## READING PASSAGE
━━━━

Revisiting PLM: Leaving the Old for the New

It hasn’t taken the process industry long to realize that tried-and-tested PLM solutions often used by discrete manufacturers just wouldn’t work for them. Consider traditional product lifecycle management (PLM) systems made for discrete industries. They have a rigid architecture that primarily leverages computer-aided design tools and caters to manufacturing processes common in this space. It could work well for an automotive manufacturer with a bill of material (BOM) that constitutes 30,000 components, but not so much for a chemical manufacturer’s BOM that is concise. Fundamentally, legacy PLM systems find more use in discrete industries than in process industries such as pharmaceuticals where it is far more important to maintain regulatory compliance across operations.

To manage variations in design and lifecycle management processes, enterprises require a flexible and scalable PLM system. Suppliers have responded to this by introducing evolved PLM solutions that have an open architecture and can comprehensively manage product lifecycles from conceptualization to maturation.

PLM Formulations that Work

Today, PLM is tailored for each industry so that the platform accounts for the organization’s product innovation strategies, supply needs, market demand, commercialization, and maturation. With the support of smart sensor technologies, factories can implement such PLM strategies with ease.

━━━━

## DATA EXTRACTS
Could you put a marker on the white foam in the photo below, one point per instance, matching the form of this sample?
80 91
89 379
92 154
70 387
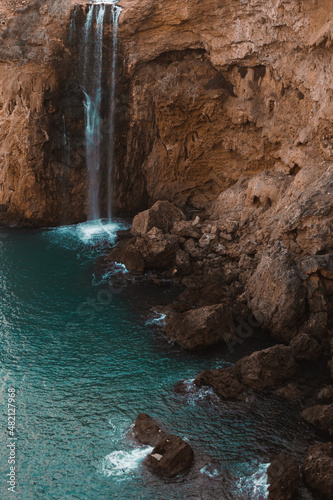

━━━━

## PROBLEMS TO WORK ON
**1)** Answer these from the PLM article:
(a) How many components are in the automotive manufacturer's bill of material used as an example?
(b) What kind of architecture do the evolved PLM solutions introduced by suppliers have?
(c) What technologies help factories implement tailored PLM strategies?
**2)** Carry on writing the PLM article, starting after its last sentence.
The material isn't needed for any of this.

## EXPECTED OUTPUTS
**1)**
(a) 30,000 components.
(b) An open architecture.
(c) Smart sensor technologies.

**2)**
While virtual networking connects and collects data from tools, assembly lines, work centers, ergonomics, facilities, and resources, Cloud computing and Big Data analytics help plant engineers gain insights into the entire manufacturing process. Cloud-based PLM solutions have thus become popular among enterprises for the predictive maintenance of machines. For a multinational corporation running multiple processes across geographies, this approach can help save €1 million (nearly $1.18 million) for each process through improved machine performance and longevity.

Exploring Digital Twins and Simulation

If one were to decide whether PLM will be effective before its implementation, the logical tendency would be to explore digital twins. Digital twinning, the technique that virtually replicates real-life processes using embedded IoT sensors, allows engineers to simulate a product or process’s response under varied situations and gain insights into its improvement potential. An engineering services company did just this to build and maintain wind farms. In this instance, the simulation platform enabled engineers to control and monitor turbines and preempt failures, leading to a 20% increase in annual energy production.

As such, simulation platforms are emerging as a transformative technology for many process industries such as pharmaceuticals, chemicals, steelmaking, and mining. These solutions can simulate the mixing process that is used to manufacture food, steel and powders, in turn allowing plant operators to determine end-product quality before mass production. This then leads to optimal CAPEX spend and asset utilization.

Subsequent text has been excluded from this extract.